#### DOCUMENT

Bouizrou et al. (2025) The potential of novel remote sensing evapotranspiration data and global soil maps for SWAT+ agro-hydrological modeling in data-scarce regions of the North Mediterranean
Identification
- Journal: Agricultural Water Management
- Year: 2025
- Date: 2025-08-29
- Authors: Ismail Bouizrou, Giulio Castelli, Gonzalo Cabrera, Lorenzo Villani, Stavros Solomos, Giorgos Maneas, Christos Pantazis, Elena Bresci
- DOI: 10.1016/j.agwat.2025.109761
Research Groups
- Institute for Ecology and Landscape, Hochschule Weihenstephan-Triesdorf University of Applied Sciences, Germany
- Department of Agriculture, Food, Environment and Forestry (DAGRI), University of Florence, Italy
- Environmental Governance and Territorial Development Hub (GEDT), University of Geneva, Switzerland
- UNESCO Chair in Hydropolitics, University of Geneva, Switzerland
- Research Centre of Atmospheric Physics and Climatology, Academy of Athens, Greece
- Navarino Environmental Observatory (N.E.O.), Messenia, Greece
Short Summary
This study utilized the SWAT+ model with novel remote sensing evapotranspiration (RS-ET) data, a high-resolution global soil map (DSOLMap), and detailed agricultural practices for agro-hydrological modeling and multisite calibration in four ungauged watersheds in the data-scarce Messinia region, Greece. The findings demonstrate that integrating DSOLMap and GLEAM RS-ET significantly improved model performance (Nash-Sutcliffe Efficiency > 0.5; Percent Bias < ±15 %) compared to local soil maps and MODIS RS-ET, providing a valuable tool for water resource management.
Objective
- To explore the potential of multiple remote sensing evapotranspiration (RS-ET) products for SWAT+ model evaluation using a multisite calibration approach.
- To evaluate the performance of a recent high-resolution global soil database (DSOLMap) in constraining hydrological models compared to data from a local soil map.
- To investigate modifying agricultural land use using crop distribution statistics and integrating management details into SWAT+ to enhance model performance and improve agricultural water management in data-scarce regions.

########

SET TASK A: Convert the rows containing the segment command for the small waterfall into a JSON list of strings, with one string per line and blank lines omitted. Leave the pictures out of the list.

#### TASK DATA

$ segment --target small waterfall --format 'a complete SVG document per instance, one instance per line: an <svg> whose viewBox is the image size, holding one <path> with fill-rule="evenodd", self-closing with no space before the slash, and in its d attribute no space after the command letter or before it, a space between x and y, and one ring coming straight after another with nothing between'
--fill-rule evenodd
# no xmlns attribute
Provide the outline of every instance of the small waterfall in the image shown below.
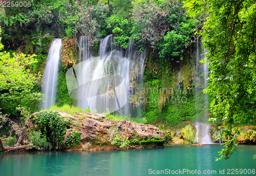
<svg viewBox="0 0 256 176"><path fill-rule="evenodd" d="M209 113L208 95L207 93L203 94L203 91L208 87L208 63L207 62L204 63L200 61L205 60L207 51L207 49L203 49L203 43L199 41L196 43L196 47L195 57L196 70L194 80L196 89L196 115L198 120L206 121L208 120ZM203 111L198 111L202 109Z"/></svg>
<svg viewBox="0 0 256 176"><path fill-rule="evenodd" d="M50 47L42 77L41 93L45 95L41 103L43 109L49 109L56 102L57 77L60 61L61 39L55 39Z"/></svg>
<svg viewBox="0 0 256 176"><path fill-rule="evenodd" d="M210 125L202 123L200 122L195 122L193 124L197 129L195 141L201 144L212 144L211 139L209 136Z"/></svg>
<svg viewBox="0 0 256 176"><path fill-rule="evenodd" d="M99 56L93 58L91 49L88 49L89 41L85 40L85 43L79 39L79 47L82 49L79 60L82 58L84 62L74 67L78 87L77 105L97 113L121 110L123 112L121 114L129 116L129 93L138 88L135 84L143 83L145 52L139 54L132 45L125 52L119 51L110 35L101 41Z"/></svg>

########

SET TASK B: Resume the summary of the SWAT+ modeling study from the point where it stops.

TASK RESULT A:
[
  "$ segment --target small waterfall --format 'a complete SVG document per instance, one instance per line: an <svg> whose viewBox is the image size, holding one <path> with fill-rule=\"evenodd\", self-closing with no space before the slash, and in its d attribute no space after the command letter or before it, a space between x and y, and one ring coming straight after another with nothing between'",
  "--fill-rule evenodd",
  "# no xmlns attribute",
  "Provide the outline of every instance of the small waterfall in the image shown below.",
  "<svg viewBox=\"0 0 256 176\"><path fill-rule=\"evenodd\" d=\"M209 113L208 95L207 93L203 94L203 91L208 87L208 63L207 62L204 63L200 61L205 60L207 51L207 49L203 49L203 43L199 41L196 43L196 47L195 57L196 70L194 80L196 89L196 115L198 120L206 121L208 120ZM203 111L198 111L202 109Z\"/></svg>",
  "<svg viewBox=\"0 0 256 176\"><path fill-rule=\"evenodd\" d=\"M50 47L42 77L41 93L45 95L41 103L43 109L49 109L56 102L57 77L60 61L61 39L55 39Z\"/></svg>",
  "<svg viewBox=\"0 0 256 176\"><path fill-rule=\"evenodd\" d=\"M210 125L202 123L200 122L195 122L193 124L197 129L195 141L201 144L212 144L211 139L209 136Z\"/></svg>",
  "<svg viewBox=\"0 0 256 176\"><path fill-rule=\"evenodd\" d=\"M99 56L93 58L91 49L88 49L89 41L85 40L85 43L79 39L79 47L82 49L79 60L82 58L84 62L74 67L78 87L77 105L97 113L121 110L123 112L121 114L129 116L129 93L138 88L135 84L143 83L145 52L139 54L132 45L125 52L119 51L110 35L101 41Z\"/></svg>"
]

TASK RESULT B:
Study Configuration
- Spatial Scale: Messinia region, southwestern Peloponnese, Greece. Four ungauged watersheds (Sellas, Xerolagados, Gianouzagas, Xerias) covering a total area of 210 square kilometers. Individual watershed areas range from 25 square kilometers to 90 square kilometers. Input data resolutions: Digital Elevation Model (DEM) at 5 meters, Land Use at 100 meters, DSOLMap at 250 meters, MODIS AET at 500 meters, and GLEAM AET at 25000 meters (0.25 degrees).
- Temporal Scale: Study period from 2013 to 2022 (10 years). Warm-up period: 2013–2014. Calibration period: 2015–2018. Validation period: 2019–2022. Model operates on a daily timestep, with monthly actual evapotranspiration (AET) used for calibration and validation.
Methodology and Data
- Models used:
- SWAT+ (Soil and Water Assessment Tool Plus) for agro-hydrological modeling.
- Penman-Monteith method (FAO-56) for Potential Evapotranspiration (PET) estimation within SWAT+ and for independent AET comparison.
- SCS Curve Number II method for runoff estimation.
- Variable Storage method for channel water routing.
- WGEN statistical weather generator module for filling missing meteorological data.
- Dynamic Dimensional Search (DDS) algorithm for automatic calibration.
- Random Balance Designs Fourier Amplitude (RBD-FAST) algorithm for sensitivity analysis.
- Data sources:
- Topographic/Geospatial: Digital Elevation Model (DEM) from OpenDEM.
- Soil: Digital Soil Open Land Map (DSOLMap) and a local soil map (LOCSOL) based on national soil map and field measurements.
- Land Use: CORINE Land Cover, supplemented by crop distribution statistics.
- Climate: Daily ground-based meteorological observations (precipitation, solar radiation, maximum/minimum temperature, relative humidity, wind speed) from three stations in Messinia.
- Evapotranspiration (RS-ET): Global Land Evaporation Amsterdam Model (GLEAM) v3.7 and Moderate Resolution Imaging Spectroradiometer (MODIS) MOD16A2 v6.1.
- Agricultural Management: Planting, irrigation, and harvesting schedules from local sources.
Main Results
- GLEAM AET estimates showed a strong correlation with the FAO-56 Penman-Monteith method (R² = 0.91), outperforming MODIS AET (R² = 0.59), which tended to underestimate AET.
- The most sensitive SWAT+ parameters for AET simulation were soil available water capacity (AWC), soil bulk density (BD), plant uptake compensation factor (EPCO), curve number 2 (CN2), curve number 3 (CN3_SWF), and percolation coefficient (PERCO).
- During calibration, the SWAT+ model using GLEAM AET and DSOLMap (SWAT+GLEAM_DSOLMap) achieved very good performance (mean Nash-Sutcliffe Efficiency (NSE) = 0.75, R² range 0.74–0.92, Percent Bias (PBIAS) < 9.5 % for most models).
- In validation, SWAT+GLEAM_DSOLMap remained the best combination, demonstrating satisfactory performance (mean NSE = 0.55, NSE range 0.45–0.64). All MODIS-based simulations showed unsatisfactory performance (NSE < 0.5).
- Incorporating DSOLMap, a high-resolution global soil map with a detailed six-layer profile, consistently improved simulations over the single-layer local soil map (LOCSOL).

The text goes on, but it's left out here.